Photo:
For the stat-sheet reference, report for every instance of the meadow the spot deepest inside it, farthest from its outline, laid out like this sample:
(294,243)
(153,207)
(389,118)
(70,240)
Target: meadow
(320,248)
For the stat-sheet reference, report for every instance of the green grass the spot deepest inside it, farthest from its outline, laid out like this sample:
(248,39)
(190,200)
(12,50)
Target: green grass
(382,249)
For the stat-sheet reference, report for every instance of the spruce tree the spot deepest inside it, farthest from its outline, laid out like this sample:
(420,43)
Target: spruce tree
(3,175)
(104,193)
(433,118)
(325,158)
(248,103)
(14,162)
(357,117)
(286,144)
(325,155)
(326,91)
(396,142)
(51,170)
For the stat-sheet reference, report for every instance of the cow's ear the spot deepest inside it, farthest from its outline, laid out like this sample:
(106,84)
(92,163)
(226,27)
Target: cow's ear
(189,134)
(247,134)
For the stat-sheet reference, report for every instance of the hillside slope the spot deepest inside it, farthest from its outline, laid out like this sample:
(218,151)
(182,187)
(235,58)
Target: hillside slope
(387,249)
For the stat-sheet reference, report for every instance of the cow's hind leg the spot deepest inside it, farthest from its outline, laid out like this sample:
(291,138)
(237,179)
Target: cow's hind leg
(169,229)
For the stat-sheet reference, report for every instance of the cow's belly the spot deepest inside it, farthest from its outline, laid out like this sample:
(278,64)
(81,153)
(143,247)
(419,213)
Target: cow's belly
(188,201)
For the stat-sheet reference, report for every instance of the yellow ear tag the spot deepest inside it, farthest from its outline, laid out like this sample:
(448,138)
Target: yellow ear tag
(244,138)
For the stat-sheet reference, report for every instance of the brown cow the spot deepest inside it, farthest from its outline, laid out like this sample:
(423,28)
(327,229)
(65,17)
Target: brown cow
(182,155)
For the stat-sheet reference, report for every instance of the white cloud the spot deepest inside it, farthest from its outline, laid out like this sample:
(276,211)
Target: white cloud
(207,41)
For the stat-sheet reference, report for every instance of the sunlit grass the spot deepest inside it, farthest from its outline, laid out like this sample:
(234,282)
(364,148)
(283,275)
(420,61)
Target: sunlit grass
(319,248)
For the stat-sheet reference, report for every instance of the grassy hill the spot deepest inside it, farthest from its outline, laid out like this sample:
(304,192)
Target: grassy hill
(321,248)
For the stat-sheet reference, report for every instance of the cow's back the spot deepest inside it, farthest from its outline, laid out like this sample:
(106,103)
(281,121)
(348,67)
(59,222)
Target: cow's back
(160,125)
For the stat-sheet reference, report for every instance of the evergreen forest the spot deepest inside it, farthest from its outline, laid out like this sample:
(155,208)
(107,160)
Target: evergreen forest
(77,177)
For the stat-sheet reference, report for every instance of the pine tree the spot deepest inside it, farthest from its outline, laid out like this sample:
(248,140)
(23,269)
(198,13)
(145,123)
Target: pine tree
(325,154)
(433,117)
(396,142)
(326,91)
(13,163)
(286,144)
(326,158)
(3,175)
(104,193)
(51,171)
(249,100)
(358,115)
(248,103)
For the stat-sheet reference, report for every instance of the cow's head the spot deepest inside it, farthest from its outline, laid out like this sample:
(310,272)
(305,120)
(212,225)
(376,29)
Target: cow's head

·····

Exercise description
The listing above must be transcribed exactly, line by line.

Reply to the exercise
Photo:
For the stat-sheet reference, report for every instance of the meadow the spot deepest inside it, farthest from its outline, laid out like this sample:
(294,243)
(153,207)
(389,118)
(70,240)
Target: meadow
(320,248)
For the stat-sheet reference, report for every instance of the green grass the spot deepest inside it, farthest from its outline, laid out like this sample:
(248,39)
(190,200)
(12,50)
Target: green grass
(382,249)
For the stat-sheet reference, report for every instance of the spruce tree the spot deepest inside it, farthest from its outline, laid out like this sample:
(420,43)
Target: spruce tree
(3,175)
(104,193)
(433,118)
(325,158)
(248,103)
(14,162)
(357,117)
(286,144)
(325,155)
(326,91)
(396,142)
(51,170)
For the stat-sheet reference, report for every instance of the cow's ear the spot deepest inside it, farthest from its outline, laid out like this sample:
(106,84)
(92,163)
(226,27)
Target: cow's ear
(189,134)
(247,134)
For the stat-sheet reference, report for every instance of the hillside slope the spot deepest inside it, farthest from its outline, laid out like this sample:
(218,151)
(182,187)
(235,58)
Target: hillside slope
(387,249)
For the stat-sheet reference, report for every instance of the cow's hind leg the spot deepest inside it, farthest from its outline, laid out like this sample:
(291,138)
(237,179)
Target: cow's hind leg
(169,229)
For the stat-sheet reference, report for every instance of the cow's belly the spot deepest inside it, farthest from its outline, laid out like this sample:
(278,64)
(81,153)
(143,247)
(419,213)
Target: cow's belly
(188,201)
For the stat-sheet reference, report for every instance of the yellow ear tag the spot deepest inside it, farthest from its outline, laid out like this sample:
(448,138)
Target: yellow ear tag
(244,138)
For the stat-sheet reference, report for every instance of the brown cow the spot deepest inside it, farthest from its outline, laid out like this sample:
(423,28)
(327,229)
(65,17)
Target: brown cow
(182,155)
For the stat-sheet reference, report for every instance of the white cloud the spot deepest inside it, farthest from its outline, laid out like this sample:
(276,211)
Target: white cloud
(207,41)
For the stat-sheet reference, report for every instance of the sunlit grass the spot deepest inside it, farthest from its outline, laid out like this sample:
(234,282)
(364,148)
(283,275)
(420,61)
Target: sunlit grass
(319,248)
For the stat-sheet reference, report for every instance of the grassy hill the spot deepest inside it, farthest from its outline, laid out like this sample:
(304,192)
Target: grassy hill
(321,248)
For the stat-sheet reference, report for every instance of the cow's back the spot deepest inside it, farthest from its outline, laid out like this sample:
(106,103)
(281,121)
(348,67)
(59,222)
Target: cow's back
(160,125)
For the stat-sheet reference, report for every instance of the evergreen forest the spot deepest inside it, farthest from its outline, laid out like this sample:
(155,208)
(107,160)
Target: evergreen forest
(77,177)
For the stat-sheet reference, report for every instance of the pine tree the spot deepest inside it, farthest from its outline, laid out like this sample:
(248,140)
(23,269)
(198,13)
(145,123)
Target: pine tree
(325,154)
(433,117)
(396,142)
(326,91)
(13,163)
(286,144)
(326,158)
(3,175)
(104,193)
(51,171)
(249,100)
(358,115)
(248,103)
For the stat-sheet reference, report for every instance of the cow's head the spot deepest inside it, farthest from its outline, laid out like this sample:
(310,272)
(305,120)
(212,225)
(376,29)
Target: cow's head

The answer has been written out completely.